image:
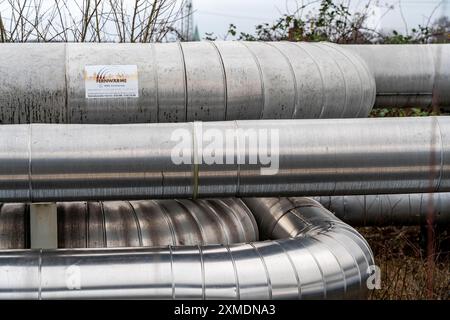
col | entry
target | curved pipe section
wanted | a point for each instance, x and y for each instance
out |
(408, 75)
(390, 209)
(136, 224)
(178, 82)
(308, 158)
(325, 258)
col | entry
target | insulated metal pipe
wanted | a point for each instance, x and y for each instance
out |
(177, 82)
(243, 158)
(325, 258)
(408, 75)
(390, 209)
(136, 223)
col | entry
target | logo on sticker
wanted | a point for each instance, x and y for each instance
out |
(111, 81)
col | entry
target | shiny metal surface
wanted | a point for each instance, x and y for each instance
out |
(44, 83)
(390, 209)
(408, 75)
(136, 223)
(329, 260)
(316, 157)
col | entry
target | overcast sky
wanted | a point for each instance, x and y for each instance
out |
(216, 15)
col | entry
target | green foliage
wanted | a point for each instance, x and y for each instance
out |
(334, 22)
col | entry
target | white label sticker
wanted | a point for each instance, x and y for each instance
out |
(113, 81)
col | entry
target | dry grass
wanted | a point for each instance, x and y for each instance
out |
(406, 271)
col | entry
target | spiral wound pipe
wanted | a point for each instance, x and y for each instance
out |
(299, 158)
(176, 82)
(312, 255)
(136, 223)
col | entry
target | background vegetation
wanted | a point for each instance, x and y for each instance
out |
(408, 272)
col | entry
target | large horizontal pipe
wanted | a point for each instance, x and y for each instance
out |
(409, 75)
(136, 223)
(325, 259)
(390, 209)
(177, 82)
(307, 158)
(213, 221)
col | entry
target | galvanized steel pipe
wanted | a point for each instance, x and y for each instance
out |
(177, 82)
(313, 157)
(325, 259)
(136, 223)
(390, 209)
(408, 75)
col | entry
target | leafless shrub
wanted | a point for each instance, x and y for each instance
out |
(405, 269)
(89, 20)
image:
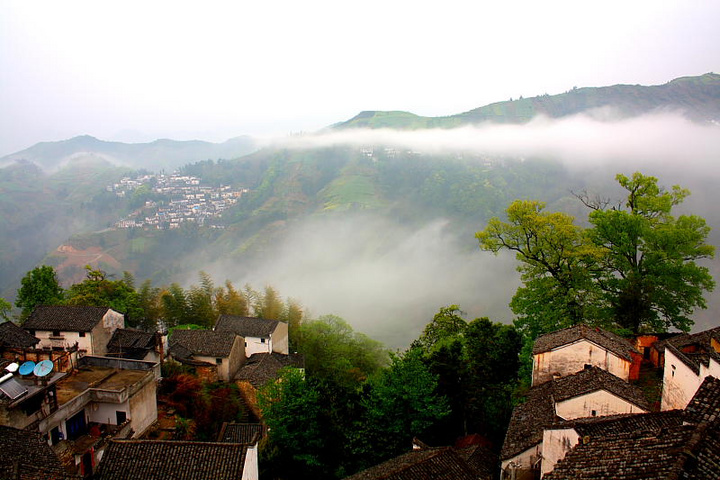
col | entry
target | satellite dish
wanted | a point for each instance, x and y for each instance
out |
(43, 368)
(27, 368)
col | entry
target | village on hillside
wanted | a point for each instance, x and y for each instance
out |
(186, 200)
(79, 399)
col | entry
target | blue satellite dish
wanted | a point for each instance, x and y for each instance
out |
(27, 368)
(43, 368)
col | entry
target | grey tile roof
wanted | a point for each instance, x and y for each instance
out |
(245, 433)
(705, 404)
(694, 349)
(131, 343)
(246, 326)
(612, 342)
(683, 451)
(12, 336)
(64, 318)
(159, 459)
(261, 368)
(432, 463)
(202, 342)
(529, 419)
(27, 455)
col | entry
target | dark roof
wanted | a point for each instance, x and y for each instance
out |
(246, 326)
(65, 318)
(683, 451)
(161, 459)
(481, 459)
(694, 349)
(261, 368)
(432, 463)
(12, 336)
(593, 427)
(245, 433)
(608, 340)
(203, 342)
(27, 453)
(529, 419)
(130, 343)
(705, 404)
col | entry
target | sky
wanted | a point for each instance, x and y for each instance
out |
(136, 71)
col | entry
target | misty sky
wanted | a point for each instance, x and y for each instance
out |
(136, 71)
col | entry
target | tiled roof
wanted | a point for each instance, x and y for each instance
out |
(159, 459)
(612, 342)
(481, 459)
(64, 318)
(27, 455)
(593, 379)
(261, 368)
(683, 451)
(206, 343)
(12, 336)
(694, 349)
(131, 343)
(529, 419)
(246, 326)
(245, 433)
(433, 463)
(593, 427)
(705, 404)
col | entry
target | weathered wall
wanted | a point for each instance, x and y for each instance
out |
(279, 339)
(680, 382)
(600, 402)
(572, 358)
(556, 444)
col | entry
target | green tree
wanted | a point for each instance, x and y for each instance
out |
(292, 411)
(98, 291)
(634, 269)
(334, 352)
(402, 403)
(650, 275)
(5, 308)
(39, 286)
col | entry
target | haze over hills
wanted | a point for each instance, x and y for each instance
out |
(159, 155)
(370, 224)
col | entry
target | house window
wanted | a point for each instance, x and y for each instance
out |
(120, 417)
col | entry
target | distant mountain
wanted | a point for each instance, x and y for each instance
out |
(698, 98)
(154, 156)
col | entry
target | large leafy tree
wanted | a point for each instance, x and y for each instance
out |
(39, 286)
(650, 273)
(634, 269)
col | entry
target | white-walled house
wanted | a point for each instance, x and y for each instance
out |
(261, 335)
(61, 327)
(222, 350)
(567, 351)
(688, 360)
(592, 392)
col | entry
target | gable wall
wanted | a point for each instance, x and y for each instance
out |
(556, 444)
(601, 401)
(279, 339)
(572, 358)
(680, 382)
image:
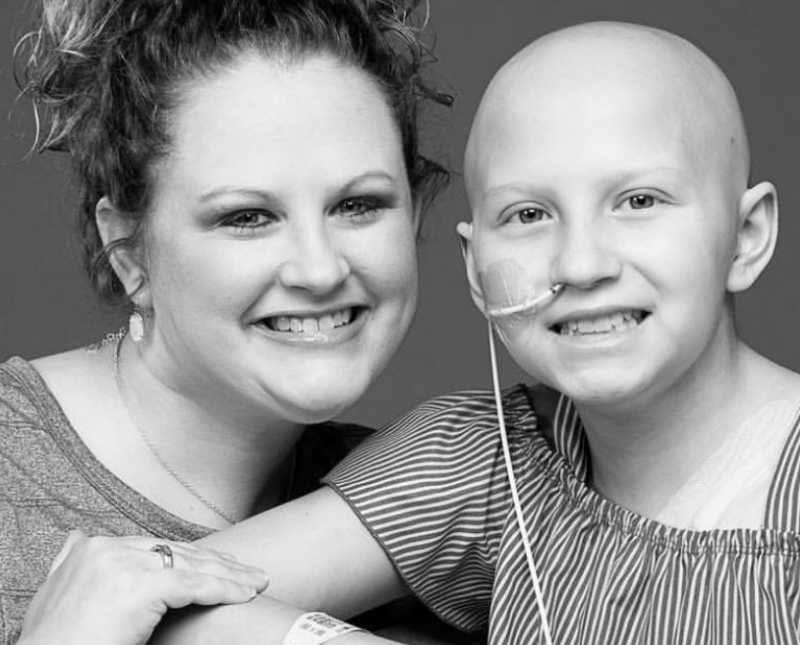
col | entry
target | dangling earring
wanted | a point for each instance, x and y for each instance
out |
(136, 327)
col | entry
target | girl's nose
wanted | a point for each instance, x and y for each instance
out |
(584, 258)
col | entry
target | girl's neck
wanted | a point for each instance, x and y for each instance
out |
(644, 449)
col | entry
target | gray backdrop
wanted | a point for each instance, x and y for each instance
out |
(46, 305)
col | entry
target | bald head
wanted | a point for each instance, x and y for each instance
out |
(575, 77)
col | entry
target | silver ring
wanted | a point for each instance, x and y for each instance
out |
(166, 554)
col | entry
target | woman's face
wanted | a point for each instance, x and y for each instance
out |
(280, 246)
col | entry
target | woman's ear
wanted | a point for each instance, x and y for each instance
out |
(115, 225)
(464, 231)
(756, 236)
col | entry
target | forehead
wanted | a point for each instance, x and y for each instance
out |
(582, 136)
(265, 121)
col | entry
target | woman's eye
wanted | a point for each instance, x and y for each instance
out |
(641, 200)
(357, 207)
(248, 219)
(530, 215)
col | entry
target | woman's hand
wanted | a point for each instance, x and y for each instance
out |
(115, 590)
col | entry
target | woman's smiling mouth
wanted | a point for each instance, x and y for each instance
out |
(308, 326)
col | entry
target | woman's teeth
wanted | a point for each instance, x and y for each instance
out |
(309, 324)
(617, 322)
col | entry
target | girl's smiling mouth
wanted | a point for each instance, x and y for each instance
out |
(618, 321)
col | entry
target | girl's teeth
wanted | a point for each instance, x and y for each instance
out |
(601, 324)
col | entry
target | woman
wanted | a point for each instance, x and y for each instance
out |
(251, 190)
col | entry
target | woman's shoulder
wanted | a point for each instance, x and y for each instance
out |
(21, 390)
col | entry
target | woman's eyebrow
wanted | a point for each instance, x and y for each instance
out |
(245, 191)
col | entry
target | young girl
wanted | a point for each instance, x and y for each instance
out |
(251, 191)
(656, 468)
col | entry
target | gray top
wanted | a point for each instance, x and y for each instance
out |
(50, 483)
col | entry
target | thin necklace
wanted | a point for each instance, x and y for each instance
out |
(151, 446)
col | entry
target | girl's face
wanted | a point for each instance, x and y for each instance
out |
(621, 206)
(280, 246)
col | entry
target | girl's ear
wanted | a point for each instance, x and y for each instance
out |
(464, 231)
(114, 226)
(756, 236)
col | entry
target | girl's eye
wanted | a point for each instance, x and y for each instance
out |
(248, 220)
(530, 215)
(641, 200)
(357, 207)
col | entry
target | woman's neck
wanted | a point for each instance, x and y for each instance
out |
(227, 453)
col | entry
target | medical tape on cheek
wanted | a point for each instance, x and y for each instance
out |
(510, 294)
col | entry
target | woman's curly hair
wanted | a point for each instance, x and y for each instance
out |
(105, 74)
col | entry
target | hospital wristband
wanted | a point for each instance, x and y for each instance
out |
(315, 628)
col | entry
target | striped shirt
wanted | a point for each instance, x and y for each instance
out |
(432, 490)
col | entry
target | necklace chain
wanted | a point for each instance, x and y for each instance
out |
(119, 337)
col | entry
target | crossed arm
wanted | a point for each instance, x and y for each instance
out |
(318, 556)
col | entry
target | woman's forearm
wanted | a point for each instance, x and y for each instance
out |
(263, 621)
(317, 554)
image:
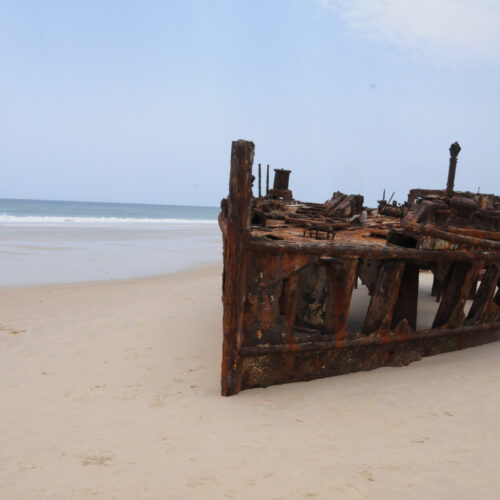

* [REQUIRED ACTION] From the material above, please return each line containing "girl".

* [SOLUTION]
target | girl's nose
target | girl's neck
target | girl's smiling mouth
target | girl's teeth
target | young girl
target | girl's face
target | girl's ear
target | girl's eye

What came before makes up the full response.